- _Directions for this task_: Below are the records to retype. Keep every character exactly and leave out the pictures.

+++

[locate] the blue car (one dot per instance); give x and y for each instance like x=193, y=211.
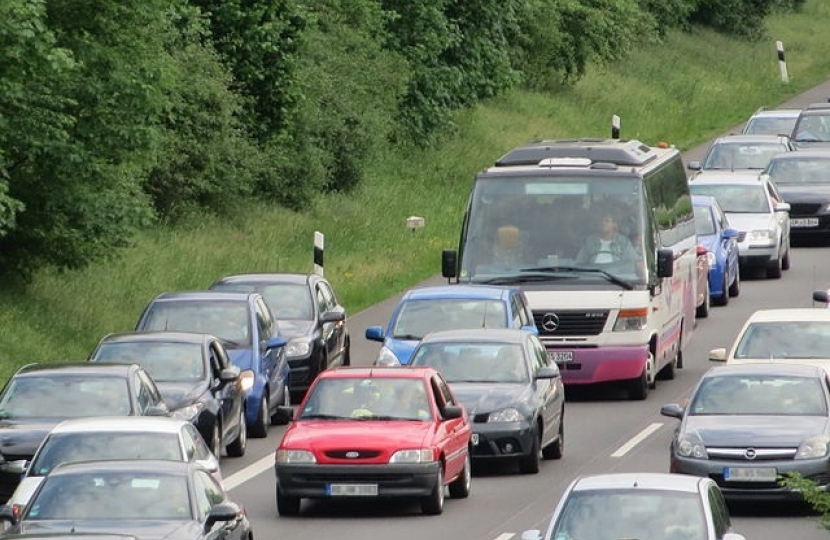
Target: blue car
x=250, y=335
x=721, y=241
x=448, y=307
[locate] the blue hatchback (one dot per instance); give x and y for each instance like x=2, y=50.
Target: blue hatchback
x=721, y=241
x=249, y=333
x=448, y=307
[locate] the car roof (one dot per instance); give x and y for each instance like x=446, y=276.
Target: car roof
x=268, y=277
x=640, y=480
x=494, y=335
x=77, y=368
x=125, y=424
x=790, y=315
x=397, y=372
x=479, y=292
x=161, y=336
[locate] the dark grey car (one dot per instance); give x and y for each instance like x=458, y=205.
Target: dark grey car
x=747, y=425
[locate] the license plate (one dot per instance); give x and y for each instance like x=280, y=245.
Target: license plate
x=803, y=222
x=561, y=357
x=750, y=474
x=352, y=490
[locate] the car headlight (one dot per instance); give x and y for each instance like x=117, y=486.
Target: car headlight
x=814, y=447
x=387, y=358
x=189, y=412
x=414, y=455
x=298, y=348
x=691, y=446
x=630, y=320
x=247, y=377
x=296, y=457
x=505, y=415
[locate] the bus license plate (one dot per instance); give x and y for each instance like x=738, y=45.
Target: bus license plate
x=352, y=490
x=561, y=357
x=750, y=474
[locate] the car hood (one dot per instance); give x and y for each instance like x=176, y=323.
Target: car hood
x=22, y=437
x=751, y=222
x=180, y=394
x=812, y=193
x=480, y=398
x=757, y=431
x=290, y=328
x=321, y=435
x=146, y=529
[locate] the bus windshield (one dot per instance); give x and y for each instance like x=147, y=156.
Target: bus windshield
x=578, y=228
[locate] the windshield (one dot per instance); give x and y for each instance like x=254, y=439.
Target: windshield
x=527, y=224
x=760, y=395
x=736, y=156
x=55, y=396
x=227, y=320
x=99, y=446
x=604, y=514
x=417, y=318
x=111, y=496
x=736, y=198
x=382, y=399
x=475, y=362
x=800, y=171
x=166, y=362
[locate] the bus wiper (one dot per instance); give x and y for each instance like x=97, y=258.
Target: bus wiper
x=625, y=284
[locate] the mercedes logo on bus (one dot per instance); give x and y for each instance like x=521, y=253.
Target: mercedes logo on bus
x=550, y=322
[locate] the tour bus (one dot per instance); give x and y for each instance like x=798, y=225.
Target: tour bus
x=600, y=235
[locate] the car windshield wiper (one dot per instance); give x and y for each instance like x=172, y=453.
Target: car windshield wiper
x=625, y=284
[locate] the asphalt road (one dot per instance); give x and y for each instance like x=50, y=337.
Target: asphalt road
x=604, y=433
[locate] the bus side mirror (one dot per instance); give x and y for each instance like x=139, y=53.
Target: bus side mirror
x=665, y=263
x=449, y=262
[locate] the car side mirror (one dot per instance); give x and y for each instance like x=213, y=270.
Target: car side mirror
x=222, y=512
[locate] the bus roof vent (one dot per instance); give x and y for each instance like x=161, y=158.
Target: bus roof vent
x=615, y=151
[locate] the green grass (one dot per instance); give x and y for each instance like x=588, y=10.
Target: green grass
x=683, y=91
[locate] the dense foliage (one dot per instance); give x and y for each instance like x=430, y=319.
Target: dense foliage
x=115, y=114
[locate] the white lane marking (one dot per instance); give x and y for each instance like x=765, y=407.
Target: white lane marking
x=252, y=470
x=637, y=439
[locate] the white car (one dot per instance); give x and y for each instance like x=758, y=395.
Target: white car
x=110, y=437
x=752, y=203
x=798, y=335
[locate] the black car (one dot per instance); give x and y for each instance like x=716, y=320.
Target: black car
x=195, y=378
x=309, y=316
x=803, y=180
x=173, y=500
x=40, y=396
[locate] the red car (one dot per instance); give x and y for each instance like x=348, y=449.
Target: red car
x=375, y=432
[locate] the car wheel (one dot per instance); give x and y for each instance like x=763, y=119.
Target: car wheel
x=556, y=449
x=287, y=506
x=532, y=462
x=433, y=504
x=240, y=444
x=260, y=428
x=460, y=487
x=735, y=287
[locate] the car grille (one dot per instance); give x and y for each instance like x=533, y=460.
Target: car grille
x=570, y=322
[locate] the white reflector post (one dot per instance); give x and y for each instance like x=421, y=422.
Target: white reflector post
x=782, y=62
x=319, y=246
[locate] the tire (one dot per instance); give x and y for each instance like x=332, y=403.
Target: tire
x=735, y=287
x=259, y=429
x=240, y=444
x=460, y=487
x=287, y=506
x=532, y=462
x=638, y=387
x=556, y=449
x=433, y=504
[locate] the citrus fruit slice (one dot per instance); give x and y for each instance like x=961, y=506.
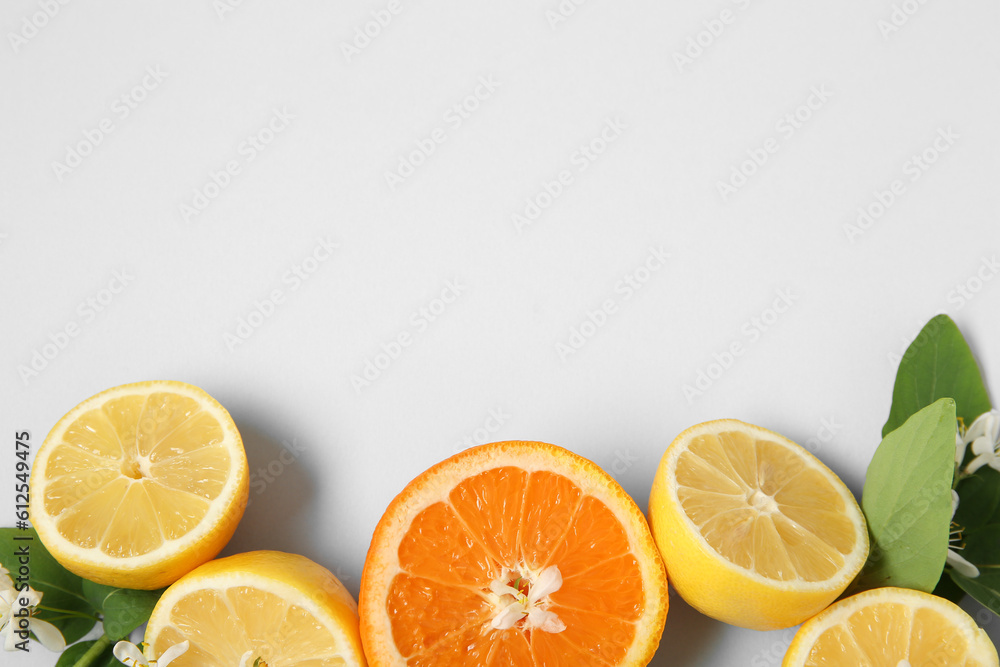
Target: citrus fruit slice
x=282, y=608
x=754, y=530
x=139, y=484
x=512, y=553
x=891, y=627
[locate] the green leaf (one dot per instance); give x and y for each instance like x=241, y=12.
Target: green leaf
x=938, y=364
x=62, y=591
x=105, y=658
x=947, y=588
x=124, y=609
x=978, y=516
x=907, y=501
x=985, y=588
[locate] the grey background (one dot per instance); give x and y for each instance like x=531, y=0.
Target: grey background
x=200, y=78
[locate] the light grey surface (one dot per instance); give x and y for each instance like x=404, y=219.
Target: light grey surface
x=485, y=362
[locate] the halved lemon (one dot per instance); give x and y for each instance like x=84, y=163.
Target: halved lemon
x=282, y=608
x=512, y=553
x=139, y=484
x=754, y=530
x=891, y=627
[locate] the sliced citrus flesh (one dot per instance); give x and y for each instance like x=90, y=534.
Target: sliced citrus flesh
x=512, y=553
x=891, y=627
x=282, y=608
x=140, y=484
x=754, y=530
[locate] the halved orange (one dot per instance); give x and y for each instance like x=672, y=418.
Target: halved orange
x=512, y=553
x=140, y=484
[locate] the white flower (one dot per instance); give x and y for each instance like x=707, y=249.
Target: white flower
x=130, y=654
x=960, y=565
x=984, y=437
x=518, y=605
x=245, y=661
x=17, y=619
x=6, y=583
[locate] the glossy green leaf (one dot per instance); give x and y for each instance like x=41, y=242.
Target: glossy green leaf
x=124, y=609
x=907, y=501
x=937, y=364
x=63, y=603
x=105, y=657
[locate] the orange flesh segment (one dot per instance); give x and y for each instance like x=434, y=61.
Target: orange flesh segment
x=796, y=531
x=509, y=519
x=121, y=481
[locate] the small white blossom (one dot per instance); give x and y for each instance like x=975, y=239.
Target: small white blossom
x=6, y=583
x=984, y=438
x=17, y=616
x=130, y=654
x=960, y=565
x=518, y=605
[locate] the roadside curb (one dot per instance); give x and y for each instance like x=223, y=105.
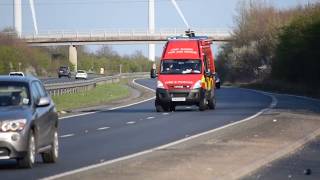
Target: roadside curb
x=277, y=155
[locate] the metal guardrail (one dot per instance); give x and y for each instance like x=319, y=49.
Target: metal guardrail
x=57, y=89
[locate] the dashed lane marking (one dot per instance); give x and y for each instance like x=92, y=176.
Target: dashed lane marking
x=103, y=128
x=131, y=122
x=66, y=135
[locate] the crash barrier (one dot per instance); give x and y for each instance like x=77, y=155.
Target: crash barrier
x=58, y=89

+++

- _Your solution_:
[locate] the blue car (one dot per instance); give x and y for each instance like x=193, y=211.
Target: blue car
x=250, y=335
x=721, y=241
x=448, y=307
[locate] the blue hatchback (one dot per instance); give x and y for each instance like x=2, y=50.
Target: blue hatchback
x=721, y=241
x=249, y=333
x=448, y=307
[locate] the car roof (one dot per instance); give x and y for each instance like x=446, y=276.
Target: car roof
x=268, y=277
x=640, y=480
x=494, y=335
x=77, y=368
x=125, y=424
x=790, y=315
x=397, y=372
x=479, y=292
x=161, y=336
[locate] the dark grey car (one dot per instance); give x and y for each instance like x=458, y=205.
Target: dark grey car
x=747, y=425
[locate] the license plate (one dot per instance); give x and y for each instance like x=280, y=245.
Target: license plate
x=803, y=222
x=561, y=357
x=750, y=474
x=352, y=490
[locate] the car headlight (one dot per instance); give x and y for each instance like x=117, y=486.
Target: car headlight
x=814, y=447
x=387, y=358
x=189, y=412
x=414, y=455
x=298, y=348
x=691, y=446
x=630, y=320
x=247, y=377
x=296, y=457
x=505, y=415
[locate] the bus license plate (one dot per instance); give x and y for each instance like x=738, y=45.
Target: bus license plate
x=352, y=490
x=561, y=357
x=750, y=474
[locate] the car hood (one dot per instance); give x and y for each instance like x=176, y=323.
Target: car hood
x=22, y=437
x=751, y=222
x=180, y=394
x=812, y=193
x=480, y=398
x=757, y=431
x=290, y=328
x=321, y=435
x=146, y=529
[locate] the bus windshield (one dot per instance); give x and y for each instance like x=147, y=156.
Target: bus windshield
x=578, y=228
[locate] the windshield (one dot per instance); give x and y for each instance like x=254, y=439.
Target: windshield
x=527, y=224
x=760, y=395
x=736, y=156
x=55, y=396
x=227, y=320
x=99, y=446
x=604, y=514
x=417, y=318
x=111, y=496
x=736, y=198
x=382, y=399
x=475, y=362
x=800, y=171
x=166, y=362
[locate] the bus wiper (one dot per instance); give x and y for each instance like x=97, y=258.
Target: bus wiper
x=625, y=284
[locate] the mercedes logo on bus (one dot per instance); give x and y for each instance like x=521, y=253.
Target: mercedes logo on bus
x=550, y=322
[locate] the tour bus (one dot per instance); give x and y for each instance like x=798, y=225.
Target: tour bus
x=600, y=235
[locate] the car windshield wiper (one dot per instance); give x and y for each instance like x=172, y=453.
Target: car windshield wiper
x=625, y=284
[locate] the asphalt road (one dot per instance); give x and y for each instance like x=50, y=337.
Target: asphalt road
x=604, y=433
[locate] the bus side mirror (one dot per instance); give x and y for each instance like x=139, y=53.
Target: bus side mirror
x=665, y=263
x=449, y=262
[locate] the car side mirror (one dot per instance); give x and y for each instance like x=213, y=270.
Target: car side mirror
x=222, y=512
[locate] the bus roof vent (one dot per instance); give x and y for each instance like x=161, y=158.
Target: bus roof vent
x=615, y=151
[locate] the green grass (one dot per instance); give x and y for each instance like x=588, y=10.
Target: green grass
x=683, y=91
[locate] the dense foliage (one dot per instance); give x and y for each instance like x=430, y=319.
Target: dense foliage
x=115, y=114
[locate] the white lane marking (one dot per instance); give x and y for each instance like x=765, y=407.
Target: white lane marking
x=252, y=470
x=637, y=439
[locate] the white car (one dot per instance); give x and y for each instance like x=758, y=395.
Target: white car
x=110, y=437
x=752, y=203
x=798, y=335
[locate] the black car (one dot per instance); give x and y for each instance like x=716, y=320.
Target: black car
x=195, y=378
x=309, y=316
x=803, y=180
x=173, y=500
x=40, y=396
[locate] the red car (one dot per instance); give x and y for each instance like x=348, y=449.
Target: red car
x=375, y=432
[locate] the car wheel (one dot per instance); give x and y for each instance like x=763, y=119.
Target: car wheel
x=556, y=449
x=287, y=506
x=532, y=462
x=433, y=504
x=240, y=444
x=260, y=428
x=460, y=487
x=735, y=287
[locate] the car grille (one dot per instance); give x and y for each instance like x=533, y=460.
Target: car grille
x=570, y=322
[locate] the white reflector post (one dot per instance); give x and y for each instance like x=421, y=422.
Target: white reflector post
x=782, y=62
x=319, y=246
[locate] the tire (one dot per instance); give x and y for each instance like x=332, y=403.
Target: tire
x=735, y=287
x=259, y=429
x=240, y=444
x=460, y=487
x=287, y=506
x=532, y=462
x=638, y=387
x=556, y=449
x=433, y=504
[locate] the citrus fruit slice (one dot per instance); give x and y for each instance like x=961, y=506.
Target: citrus fruit slice
x=282, y=608
x=754, y=530
x=139, y=484
x=512, y=553
x=891, y=627
[locate] the green leaf (one dot per instance); give x and y for each instance like x=241, y=12.
Target: green leaf
x=938, y=364
x=62, y=591
x=105, y=658
x=947, y=588
x=124, y=609
x=978, y=516
x=907, y=501
x=985, y=588
[locate] the grey background (one dot per instance); give x and y for each instance like x=531, y=0.
Target: grey background
x=200, y=78
[locate] the light grey surface (one dot per instance); give x and y for each instance like x=404, y=219.
Target: light grey surface
x=485, y=362
[locate] the halved lemon (one dot per instance); give x and y for each instance like x=84, y=163.
Target: halved lemon
x=282, y=608
x=512, y=553
x=139, y=484
x=754, y=530
x=891, y=627
[locate] the sliced citrus flesh (one dot per instance); give x and y for each instance like x=90, y=534.
Target: sliced citrus flesh
x=512, y=553
x=891, y=627
x=282, y=608
x=140, y=484
x=754, y=530
[locate] the halved orange (one dot per instance); give x and y for each instance like x=672, y=418.
Target: halved orange
x=512, y=553
x=140, y=484
[locate] the white flower (one dot per instance); give x and y for each instance like x=707, y=249.
Target: white flower
x=130, y=654
x=960, y=565
x=984, y=437
x=518, y=605
x=245, y=661
x=17, y=619
x=6, y=583
[locate] the glossy green leaf (one dot per instance); give x and y for each instance like x=41, y=242.
Target: glossy green leaf
x=124, y=609
x=907, y=501
x=937, y=364
x=63, y=603
x=105, y=657
[locate] the orange flesh segment (one dot per instance); give x and y for each instance like x=434, y=61.
Target: orange flesh segment
x=796, y=531
x=509, y=519
x=121, y=481
[locate] the small white blossom (one dot per instance); give x and y for each instance like x=975, y=239.
Target: small white blossom
x=6, y=583
x=984, y=438
x=17, y=616
x=130, y=654
x=960, y=565
x=518, y=605
[locate] the roadside curb (one dot per instance); give x and y for each instance like x=223, y=105.
Target: roadside curb
x=277, y=155
[locate] the metal guardrail (one dot per instance); give x and y for each instance like x=319, y=49.
Target: metal guardrail
x=57, y=89
[locate] the dashed lane marking (one dot per instance); give x and y for each instance like x=92, y=176.
Target: dashed lane marking
x=103, y=128
x=131, y=122
x=66, y=135
[locate] the crash barrier (one dot per instance); give x and y for each instance like x=77, y=155.
Target: crash barrier
x=58, y=89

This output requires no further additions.